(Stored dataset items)

((

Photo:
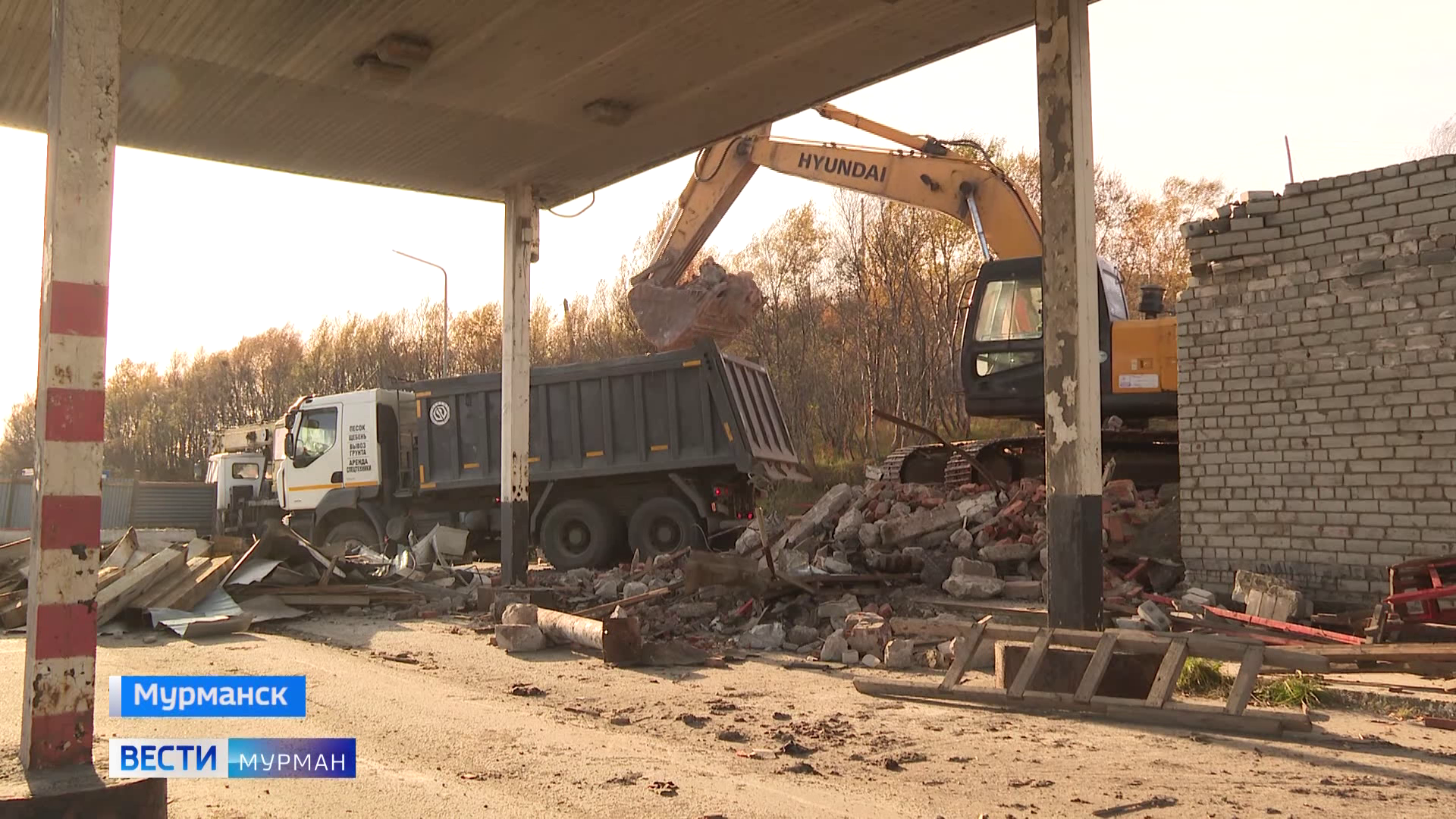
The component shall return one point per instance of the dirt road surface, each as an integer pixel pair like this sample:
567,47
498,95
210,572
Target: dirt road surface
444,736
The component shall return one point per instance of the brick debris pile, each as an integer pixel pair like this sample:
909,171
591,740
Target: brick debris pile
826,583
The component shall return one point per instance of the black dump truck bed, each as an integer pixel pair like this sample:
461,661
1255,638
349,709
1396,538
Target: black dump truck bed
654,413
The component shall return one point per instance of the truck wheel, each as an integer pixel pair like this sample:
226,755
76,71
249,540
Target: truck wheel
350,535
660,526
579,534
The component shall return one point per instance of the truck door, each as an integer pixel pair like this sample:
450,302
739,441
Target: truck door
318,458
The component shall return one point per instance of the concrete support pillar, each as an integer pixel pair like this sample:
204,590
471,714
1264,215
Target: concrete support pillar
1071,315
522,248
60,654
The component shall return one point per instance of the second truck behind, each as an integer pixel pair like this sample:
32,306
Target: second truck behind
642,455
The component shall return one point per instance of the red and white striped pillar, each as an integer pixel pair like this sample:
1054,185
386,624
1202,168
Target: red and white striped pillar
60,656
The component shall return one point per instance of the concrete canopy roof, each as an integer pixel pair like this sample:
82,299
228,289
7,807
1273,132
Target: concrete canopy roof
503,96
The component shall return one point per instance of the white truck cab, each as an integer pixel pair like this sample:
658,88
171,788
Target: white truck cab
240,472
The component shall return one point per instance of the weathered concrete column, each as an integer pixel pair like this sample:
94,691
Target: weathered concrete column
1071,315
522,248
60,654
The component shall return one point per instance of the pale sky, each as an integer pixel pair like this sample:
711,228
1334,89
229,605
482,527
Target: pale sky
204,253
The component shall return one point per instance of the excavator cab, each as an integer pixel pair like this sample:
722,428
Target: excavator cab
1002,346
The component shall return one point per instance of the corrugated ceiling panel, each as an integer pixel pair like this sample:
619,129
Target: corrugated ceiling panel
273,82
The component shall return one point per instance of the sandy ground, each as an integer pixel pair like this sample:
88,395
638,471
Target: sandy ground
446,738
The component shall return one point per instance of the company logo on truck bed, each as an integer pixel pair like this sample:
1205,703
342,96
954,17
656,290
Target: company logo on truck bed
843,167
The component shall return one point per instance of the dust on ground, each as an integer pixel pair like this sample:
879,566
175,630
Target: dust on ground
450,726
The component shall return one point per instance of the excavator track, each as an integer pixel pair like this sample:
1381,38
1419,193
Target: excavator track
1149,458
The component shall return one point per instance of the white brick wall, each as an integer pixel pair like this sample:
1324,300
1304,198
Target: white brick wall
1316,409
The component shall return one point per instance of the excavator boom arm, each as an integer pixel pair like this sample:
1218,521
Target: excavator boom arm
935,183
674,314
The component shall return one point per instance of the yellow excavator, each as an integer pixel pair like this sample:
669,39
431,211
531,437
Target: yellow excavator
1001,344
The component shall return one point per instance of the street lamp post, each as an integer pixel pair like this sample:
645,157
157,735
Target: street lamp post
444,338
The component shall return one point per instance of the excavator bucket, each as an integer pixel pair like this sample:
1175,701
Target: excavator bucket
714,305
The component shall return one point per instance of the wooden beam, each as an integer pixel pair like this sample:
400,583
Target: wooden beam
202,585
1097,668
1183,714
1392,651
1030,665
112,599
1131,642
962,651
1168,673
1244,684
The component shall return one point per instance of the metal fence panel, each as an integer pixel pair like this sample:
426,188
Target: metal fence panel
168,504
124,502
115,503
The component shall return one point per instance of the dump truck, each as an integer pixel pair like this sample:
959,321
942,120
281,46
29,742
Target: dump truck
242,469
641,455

))
((

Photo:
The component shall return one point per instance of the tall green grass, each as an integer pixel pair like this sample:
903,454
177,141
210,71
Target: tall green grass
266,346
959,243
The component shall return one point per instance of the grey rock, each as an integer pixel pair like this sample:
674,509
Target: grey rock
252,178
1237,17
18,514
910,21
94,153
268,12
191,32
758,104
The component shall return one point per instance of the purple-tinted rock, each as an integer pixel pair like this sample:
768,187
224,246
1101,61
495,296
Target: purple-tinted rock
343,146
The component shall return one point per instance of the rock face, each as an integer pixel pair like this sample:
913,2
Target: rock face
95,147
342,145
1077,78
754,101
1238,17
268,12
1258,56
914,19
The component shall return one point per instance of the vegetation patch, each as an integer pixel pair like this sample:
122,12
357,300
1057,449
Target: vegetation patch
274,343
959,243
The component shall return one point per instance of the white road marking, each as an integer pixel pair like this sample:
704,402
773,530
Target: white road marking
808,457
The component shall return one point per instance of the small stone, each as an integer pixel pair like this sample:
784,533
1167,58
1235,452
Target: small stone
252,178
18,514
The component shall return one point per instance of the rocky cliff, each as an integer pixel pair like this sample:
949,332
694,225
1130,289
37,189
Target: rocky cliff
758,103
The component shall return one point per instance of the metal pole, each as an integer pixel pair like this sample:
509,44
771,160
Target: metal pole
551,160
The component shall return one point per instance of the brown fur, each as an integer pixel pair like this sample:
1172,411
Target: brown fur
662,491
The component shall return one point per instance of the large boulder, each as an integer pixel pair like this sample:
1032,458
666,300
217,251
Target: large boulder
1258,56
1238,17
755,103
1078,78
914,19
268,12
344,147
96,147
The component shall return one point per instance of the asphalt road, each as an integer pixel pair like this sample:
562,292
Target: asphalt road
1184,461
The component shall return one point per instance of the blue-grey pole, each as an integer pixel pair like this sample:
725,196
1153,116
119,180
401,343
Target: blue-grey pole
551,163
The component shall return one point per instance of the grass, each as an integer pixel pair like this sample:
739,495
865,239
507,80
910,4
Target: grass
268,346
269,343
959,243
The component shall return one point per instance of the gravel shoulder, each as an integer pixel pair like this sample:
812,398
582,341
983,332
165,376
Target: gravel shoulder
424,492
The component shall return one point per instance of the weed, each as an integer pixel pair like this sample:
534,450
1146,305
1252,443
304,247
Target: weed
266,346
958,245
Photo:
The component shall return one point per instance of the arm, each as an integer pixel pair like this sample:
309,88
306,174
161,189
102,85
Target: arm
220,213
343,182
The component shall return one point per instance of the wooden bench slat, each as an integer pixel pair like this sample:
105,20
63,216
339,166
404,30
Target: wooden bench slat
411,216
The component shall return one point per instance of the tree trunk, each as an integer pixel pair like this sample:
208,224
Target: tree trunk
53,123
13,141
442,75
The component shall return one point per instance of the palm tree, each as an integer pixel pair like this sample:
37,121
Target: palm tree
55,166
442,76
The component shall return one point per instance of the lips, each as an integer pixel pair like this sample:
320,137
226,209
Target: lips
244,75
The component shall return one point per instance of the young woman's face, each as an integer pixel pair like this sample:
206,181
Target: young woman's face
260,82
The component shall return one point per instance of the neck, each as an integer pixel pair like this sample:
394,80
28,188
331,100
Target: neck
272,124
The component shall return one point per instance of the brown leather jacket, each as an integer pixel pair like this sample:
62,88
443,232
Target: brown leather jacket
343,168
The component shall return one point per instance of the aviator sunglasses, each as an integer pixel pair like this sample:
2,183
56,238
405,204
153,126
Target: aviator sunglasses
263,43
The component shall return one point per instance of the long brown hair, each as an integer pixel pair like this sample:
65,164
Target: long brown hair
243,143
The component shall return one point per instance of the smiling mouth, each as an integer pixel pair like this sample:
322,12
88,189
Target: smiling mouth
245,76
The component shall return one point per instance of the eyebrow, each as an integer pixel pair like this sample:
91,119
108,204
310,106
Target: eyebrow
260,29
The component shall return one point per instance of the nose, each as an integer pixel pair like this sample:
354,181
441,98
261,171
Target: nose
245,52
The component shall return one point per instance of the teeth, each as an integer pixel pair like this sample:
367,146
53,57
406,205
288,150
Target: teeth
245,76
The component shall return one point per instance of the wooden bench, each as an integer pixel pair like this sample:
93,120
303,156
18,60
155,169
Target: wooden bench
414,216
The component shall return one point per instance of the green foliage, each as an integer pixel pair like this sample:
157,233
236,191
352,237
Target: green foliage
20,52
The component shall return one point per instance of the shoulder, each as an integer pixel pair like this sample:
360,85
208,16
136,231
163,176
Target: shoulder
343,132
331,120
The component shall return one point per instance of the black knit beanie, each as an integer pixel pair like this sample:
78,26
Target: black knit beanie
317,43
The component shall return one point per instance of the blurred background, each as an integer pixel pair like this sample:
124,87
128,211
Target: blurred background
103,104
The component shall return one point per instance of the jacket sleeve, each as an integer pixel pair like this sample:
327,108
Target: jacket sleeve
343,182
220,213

))

Challenge
Identify each line of the material above that contains the word "small", and reproduce every such line in full.

Result for this exercise
The component shall return one point per instance of the small stone, each as an integer pixel pair like this sample:
Target: small stone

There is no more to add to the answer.